**DATA**

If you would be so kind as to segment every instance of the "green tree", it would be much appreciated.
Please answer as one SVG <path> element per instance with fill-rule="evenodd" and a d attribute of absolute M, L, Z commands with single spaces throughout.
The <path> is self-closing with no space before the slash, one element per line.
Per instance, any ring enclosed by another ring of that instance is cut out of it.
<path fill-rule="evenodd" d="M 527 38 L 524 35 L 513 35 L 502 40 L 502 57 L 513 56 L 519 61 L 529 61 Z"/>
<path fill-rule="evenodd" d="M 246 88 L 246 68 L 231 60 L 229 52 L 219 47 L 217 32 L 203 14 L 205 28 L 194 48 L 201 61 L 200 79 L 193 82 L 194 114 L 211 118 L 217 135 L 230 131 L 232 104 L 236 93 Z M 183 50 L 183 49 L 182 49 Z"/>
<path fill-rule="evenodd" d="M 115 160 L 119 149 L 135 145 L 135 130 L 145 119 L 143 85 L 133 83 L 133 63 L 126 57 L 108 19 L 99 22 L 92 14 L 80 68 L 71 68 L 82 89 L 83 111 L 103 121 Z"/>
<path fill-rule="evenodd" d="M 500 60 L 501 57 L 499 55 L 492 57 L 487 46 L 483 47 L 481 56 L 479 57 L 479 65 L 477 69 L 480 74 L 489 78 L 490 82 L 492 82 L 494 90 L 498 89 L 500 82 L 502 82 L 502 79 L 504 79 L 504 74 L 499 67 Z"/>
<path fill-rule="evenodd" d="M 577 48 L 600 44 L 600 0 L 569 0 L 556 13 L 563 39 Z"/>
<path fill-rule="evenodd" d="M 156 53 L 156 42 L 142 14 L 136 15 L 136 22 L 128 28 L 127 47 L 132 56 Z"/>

**WHAT IS NEEDED**
Retype the entire listing exactly.

**SOLVED EXERCISE**
If you would be so kind as to segment every instance of the "green tree", it would be much appreciated.
Please answer as one SVG <path> element per instance with fill-rule="evenodd" and a d attribute of absolute M, L, Z commands with single spaces throughout.
The <path> is self-closing with no space before the slash, one element per line.
Per instance, any ring enclosed by another ring of that instance is cut out of it.
<path fill-rule="evenodd" d="M 527 38 L 524 35 L 513 35 L 502 40 L 502 57 L 513 56 L 519 61 L 529 61 Z"/>
<path fill-rule="evenodd" d="M 246 88 L 246 68 L 231 60 L 229 52 L 219 47 L 217 32 L 203 14 L 205 28 L 194 48 L 201 61 L 200 79 L 193 82 L 194 114 L 211 118 L 217 135 L 230 131 L 232 104 L 236 93 Z M 183 50 L 183 49 L 182 49 Z"/>
<path fill-rule="evenodd" d="M 115 160 L 119 149 L 135 145 L 135 130 L 145 119 L 143 85 L 133 83 L 133 63 L 126 57 L 108 19 L 99 22 L 92 14 L 80 68 L 71 68 L 82 89 L 83 111 L 103 121 Z"/>
<path fill-rule="evenodd" d="M 500 60 L 501 57 L 499 55 L 492 57 L 487 46 L 483 47 L 481 56 L 479 57 L 479 65 L 477 69 L 480 74 L 489 78 L 490 82 L 492 82 L 494 90 L 498 89 L 500 82 L 502 82 L 502 79 L 504 79 L 504 74 L 499 67 Z"/>
<path fill-rule="evenodd" d="M 577 48 L 600 44 L 600 0 L 569 0 L 556 13 L 563 39 Z"/>
<path fill-rule="evenodd" d="M 156 53 L 156 42 L 142 14 L 136 15 L 136 22 L 128 28 L 127 47 L 132 56 Z"/>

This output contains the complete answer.